======== THE INPUT ========

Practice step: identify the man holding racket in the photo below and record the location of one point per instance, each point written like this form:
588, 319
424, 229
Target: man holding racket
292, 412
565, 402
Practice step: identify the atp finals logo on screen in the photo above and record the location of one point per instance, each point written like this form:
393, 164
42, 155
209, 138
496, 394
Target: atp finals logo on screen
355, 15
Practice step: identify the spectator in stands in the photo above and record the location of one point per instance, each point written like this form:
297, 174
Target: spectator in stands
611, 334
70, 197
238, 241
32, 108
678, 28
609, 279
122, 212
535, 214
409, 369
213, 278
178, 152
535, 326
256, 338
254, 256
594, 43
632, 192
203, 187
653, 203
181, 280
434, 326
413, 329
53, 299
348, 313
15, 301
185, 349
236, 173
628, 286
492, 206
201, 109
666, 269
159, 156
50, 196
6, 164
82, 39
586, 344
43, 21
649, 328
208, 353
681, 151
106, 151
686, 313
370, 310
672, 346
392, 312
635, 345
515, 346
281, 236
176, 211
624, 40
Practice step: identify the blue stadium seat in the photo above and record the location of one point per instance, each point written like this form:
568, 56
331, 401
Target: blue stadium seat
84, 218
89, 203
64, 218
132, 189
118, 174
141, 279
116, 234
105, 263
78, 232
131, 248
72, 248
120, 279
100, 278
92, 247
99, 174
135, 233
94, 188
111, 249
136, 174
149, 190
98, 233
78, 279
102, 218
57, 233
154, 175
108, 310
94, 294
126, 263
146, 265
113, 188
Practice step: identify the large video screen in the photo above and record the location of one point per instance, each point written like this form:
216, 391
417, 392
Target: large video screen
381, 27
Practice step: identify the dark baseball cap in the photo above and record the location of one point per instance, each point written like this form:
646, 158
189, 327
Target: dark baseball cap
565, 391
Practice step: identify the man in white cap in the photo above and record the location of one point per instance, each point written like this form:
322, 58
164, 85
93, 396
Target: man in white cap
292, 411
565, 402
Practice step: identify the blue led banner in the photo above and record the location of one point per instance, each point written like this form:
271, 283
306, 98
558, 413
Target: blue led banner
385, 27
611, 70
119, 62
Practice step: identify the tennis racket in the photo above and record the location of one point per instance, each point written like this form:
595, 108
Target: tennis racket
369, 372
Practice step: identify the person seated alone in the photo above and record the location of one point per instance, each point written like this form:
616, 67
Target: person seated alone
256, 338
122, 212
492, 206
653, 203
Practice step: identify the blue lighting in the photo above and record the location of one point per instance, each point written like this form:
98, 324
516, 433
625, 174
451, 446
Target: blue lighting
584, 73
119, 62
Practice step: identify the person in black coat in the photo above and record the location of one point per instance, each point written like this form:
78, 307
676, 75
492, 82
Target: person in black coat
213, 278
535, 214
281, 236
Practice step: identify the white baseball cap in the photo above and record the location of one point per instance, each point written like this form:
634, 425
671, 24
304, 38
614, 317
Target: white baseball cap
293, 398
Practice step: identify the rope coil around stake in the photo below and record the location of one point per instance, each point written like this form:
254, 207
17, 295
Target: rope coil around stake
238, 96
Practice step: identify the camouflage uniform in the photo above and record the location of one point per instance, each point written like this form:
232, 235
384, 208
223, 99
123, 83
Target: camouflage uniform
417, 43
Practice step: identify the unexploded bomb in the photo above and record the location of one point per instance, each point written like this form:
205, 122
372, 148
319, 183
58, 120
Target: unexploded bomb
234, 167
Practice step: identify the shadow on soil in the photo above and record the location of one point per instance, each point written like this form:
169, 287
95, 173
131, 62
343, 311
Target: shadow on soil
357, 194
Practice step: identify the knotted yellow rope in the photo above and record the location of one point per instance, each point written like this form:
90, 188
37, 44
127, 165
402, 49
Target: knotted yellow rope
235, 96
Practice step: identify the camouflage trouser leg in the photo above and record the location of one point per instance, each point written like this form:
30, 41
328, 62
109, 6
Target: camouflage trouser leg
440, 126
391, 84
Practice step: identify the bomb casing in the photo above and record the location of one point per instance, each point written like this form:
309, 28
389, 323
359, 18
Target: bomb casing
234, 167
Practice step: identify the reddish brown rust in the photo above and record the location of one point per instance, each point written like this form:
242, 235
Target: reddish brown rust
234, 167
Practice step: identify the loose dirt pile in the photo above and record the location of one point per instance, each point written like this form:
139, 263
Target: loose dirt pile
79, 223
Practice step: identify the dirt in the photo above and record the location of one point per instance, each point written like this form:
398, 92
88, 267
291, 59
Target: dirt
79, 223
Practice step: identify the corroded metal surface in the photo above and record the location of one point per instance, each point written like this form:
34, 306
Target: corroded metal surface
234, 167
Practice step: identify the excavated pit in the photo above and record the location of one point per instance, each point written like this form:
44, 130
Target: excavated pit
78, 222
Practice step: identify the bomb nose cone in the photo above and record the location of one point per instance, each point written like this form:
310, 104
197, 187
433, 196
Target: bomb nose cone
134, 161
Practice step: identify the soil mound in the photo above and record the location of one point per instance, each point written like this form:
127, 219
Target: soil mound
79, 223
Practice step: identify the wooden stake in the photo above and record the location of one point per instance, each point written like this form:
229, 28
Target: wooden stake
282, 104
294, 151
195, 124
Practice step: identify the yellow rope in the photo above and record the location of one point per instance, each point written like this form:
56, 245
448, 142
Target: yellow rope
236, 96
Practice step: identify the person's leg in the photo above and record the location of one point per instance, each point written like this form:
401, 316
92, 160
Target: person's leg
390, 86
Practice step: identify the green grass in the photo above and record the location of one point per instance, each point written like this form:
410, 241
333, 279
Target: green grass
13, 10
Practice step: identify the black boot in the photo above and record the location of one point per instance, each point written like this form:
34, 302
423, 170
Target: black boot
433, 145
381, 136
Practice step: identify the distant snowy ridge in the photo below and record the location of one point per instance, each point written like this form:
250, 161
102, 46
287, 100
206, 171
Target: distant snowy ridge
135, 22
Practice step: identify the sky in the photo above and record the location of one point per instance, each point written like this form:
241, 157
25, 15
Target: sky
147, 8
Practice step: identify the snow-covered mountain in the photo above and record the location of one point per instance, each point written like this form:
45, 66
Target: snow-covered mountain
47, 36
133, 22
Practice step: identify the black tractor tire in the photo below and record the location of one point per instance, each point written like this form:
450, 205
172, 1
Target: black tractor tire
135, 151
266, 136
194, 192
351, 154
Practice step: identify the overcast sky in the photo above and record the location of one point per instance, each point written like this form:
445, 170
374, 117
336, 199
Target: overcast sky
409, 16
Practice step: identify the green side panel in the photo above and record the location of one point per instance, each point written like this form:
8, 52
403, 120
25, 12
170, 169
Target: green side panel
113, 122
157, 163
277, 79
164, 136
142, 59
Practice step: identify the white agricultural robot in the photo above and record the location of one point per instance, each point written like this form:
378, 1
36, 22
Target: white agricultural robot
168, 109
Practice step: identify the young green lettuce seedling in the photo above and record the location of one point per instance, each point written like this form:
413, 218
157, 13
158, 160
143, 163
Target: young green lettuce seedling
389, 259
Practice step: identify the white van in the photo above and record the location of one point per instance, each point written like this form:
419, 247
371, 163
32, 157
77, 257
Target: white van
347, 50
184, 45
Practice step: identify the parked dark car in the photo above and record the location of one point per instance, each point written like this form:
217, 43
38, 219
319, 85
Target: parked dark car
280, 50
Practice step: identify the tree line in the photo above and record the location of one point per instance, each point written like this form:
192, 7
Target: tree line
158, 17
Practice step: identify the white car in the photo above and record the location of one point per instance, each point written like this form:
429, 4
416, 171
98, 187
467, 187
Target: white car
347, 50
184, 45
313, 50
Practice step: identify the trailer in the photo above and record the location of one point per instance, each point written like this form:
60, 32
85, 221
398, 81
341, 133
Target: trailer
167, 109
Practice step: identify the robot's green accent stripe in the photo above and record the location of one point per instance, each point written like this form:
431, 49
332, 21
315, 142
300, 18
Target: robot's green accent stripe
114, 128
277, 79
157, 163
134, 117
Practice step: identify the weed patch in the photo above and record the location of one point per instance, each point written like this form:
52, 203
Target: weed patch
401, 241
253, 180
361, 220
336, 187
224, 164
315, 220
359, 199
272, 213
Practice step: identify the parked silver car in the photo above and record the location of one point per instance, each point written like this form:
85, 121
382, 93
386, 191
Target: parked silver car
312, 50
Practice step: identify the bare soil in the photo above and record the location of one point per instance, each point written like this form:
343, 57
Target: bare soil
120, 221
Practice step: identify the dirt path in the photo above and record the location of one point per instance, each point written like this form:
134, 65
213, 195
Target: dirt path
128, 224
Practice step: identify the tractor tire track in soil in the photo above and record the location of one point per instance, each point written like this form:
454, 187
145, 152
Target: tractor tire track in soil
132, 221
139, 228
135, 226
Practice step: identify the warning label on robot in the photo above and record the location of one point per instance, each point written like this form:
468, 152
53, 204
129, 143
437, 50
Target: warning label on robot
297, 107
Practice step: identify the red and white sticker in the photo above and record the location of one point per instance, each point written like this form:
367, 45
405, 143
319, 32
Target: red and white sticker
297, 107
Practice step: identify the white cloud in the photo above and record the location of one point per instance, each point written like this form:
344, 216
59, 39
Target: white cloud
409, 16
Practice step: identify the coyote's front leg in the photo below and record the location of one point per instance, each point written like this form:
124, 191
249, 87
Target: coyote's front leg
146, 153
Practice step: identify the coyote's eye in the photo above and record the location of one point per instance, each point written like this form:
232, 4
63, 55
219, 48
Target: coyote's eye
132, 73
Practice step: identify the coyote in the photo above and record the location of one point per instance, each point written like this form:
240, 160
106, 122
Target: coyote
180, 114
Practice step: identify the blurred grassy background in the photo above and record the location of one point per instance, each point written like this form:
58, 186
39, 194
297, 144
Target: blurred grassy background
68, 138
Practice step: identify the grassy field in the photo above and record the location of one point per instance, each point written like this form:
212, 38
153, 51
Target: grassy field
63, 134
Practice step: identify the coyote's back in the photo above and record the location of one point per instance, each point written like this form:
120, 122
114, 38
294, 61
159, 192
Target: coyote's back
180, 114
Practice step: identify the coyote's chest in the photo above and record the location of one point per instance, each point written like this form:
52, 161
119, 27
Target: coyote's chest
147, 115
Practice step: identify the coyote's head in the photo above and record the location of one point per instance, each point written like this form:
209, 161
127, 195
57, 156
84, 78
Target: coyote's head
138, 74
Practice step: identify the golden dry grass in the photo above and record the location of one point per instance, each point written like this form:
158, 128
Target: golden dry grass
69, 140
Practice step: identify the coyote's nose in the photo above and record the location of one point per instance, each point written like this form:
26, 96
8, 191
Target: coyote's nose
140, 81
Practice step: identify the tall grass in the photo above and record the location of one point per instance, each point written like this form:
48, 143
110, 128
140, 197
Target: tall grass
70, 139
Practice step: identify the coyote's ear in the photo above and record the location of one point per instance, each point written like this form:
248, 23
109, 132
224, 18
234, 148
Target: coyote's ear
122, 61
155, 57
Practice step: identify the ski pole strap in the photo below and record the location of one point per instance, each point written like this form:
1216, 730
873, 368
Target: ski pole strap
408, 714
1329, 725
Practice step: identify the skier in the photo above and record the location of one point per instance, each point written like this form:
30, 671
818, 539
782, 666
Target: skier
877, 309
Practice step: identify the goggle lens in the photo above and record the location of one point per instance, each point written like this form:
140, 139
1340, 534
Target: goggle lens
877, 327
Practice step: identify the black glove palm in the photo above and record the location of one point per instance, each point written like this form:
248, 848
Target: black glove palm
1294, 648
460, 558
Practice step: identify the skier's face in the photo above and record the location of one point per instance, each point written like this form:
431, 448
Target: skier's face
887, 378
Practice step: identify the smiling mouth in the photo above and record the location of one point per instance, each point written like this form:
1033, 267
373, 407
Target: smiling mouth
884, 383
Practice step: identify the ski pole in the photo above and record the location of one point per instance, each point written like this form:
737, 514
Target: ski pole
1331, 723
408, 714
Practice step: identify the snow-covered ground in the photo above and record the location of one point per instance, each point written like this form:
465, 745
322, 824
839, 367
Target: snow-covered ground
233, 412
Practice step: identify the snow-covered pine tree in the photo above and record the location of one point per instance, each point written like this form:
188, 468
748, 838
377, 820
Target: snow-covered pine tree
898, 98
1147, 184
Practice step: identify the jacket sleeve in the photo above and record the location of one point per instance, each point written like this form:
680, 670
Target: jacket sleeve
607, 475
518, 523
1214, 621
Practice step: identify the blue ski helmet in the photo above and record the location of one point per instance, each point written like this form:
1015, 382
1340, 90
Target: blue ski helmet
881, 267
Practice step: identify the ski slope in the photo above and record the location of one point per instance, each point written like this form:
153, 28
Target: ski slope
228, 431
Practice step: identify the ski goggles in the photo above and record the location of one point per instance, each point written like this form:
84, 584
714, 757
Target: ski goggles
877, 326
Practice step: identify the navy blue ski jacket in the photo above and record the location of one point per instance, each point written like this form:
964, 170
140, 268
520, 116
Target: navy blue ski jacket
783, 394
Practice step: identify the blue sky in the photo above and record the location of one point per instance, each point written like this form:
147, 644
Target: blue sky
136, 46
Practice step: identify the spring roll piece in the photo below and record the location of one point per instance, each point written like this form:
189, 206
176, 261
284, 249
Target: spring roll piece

========

→ **WHAT YOU WILL DO**:
What belongs in the answer is each line of the data that has the word "spring".

→ **WRITTEN REPLY**:
Practice step: identify the spring roll piece in the photo below and record the location of one point per instance, each point written like this form:
Target: spring roll piece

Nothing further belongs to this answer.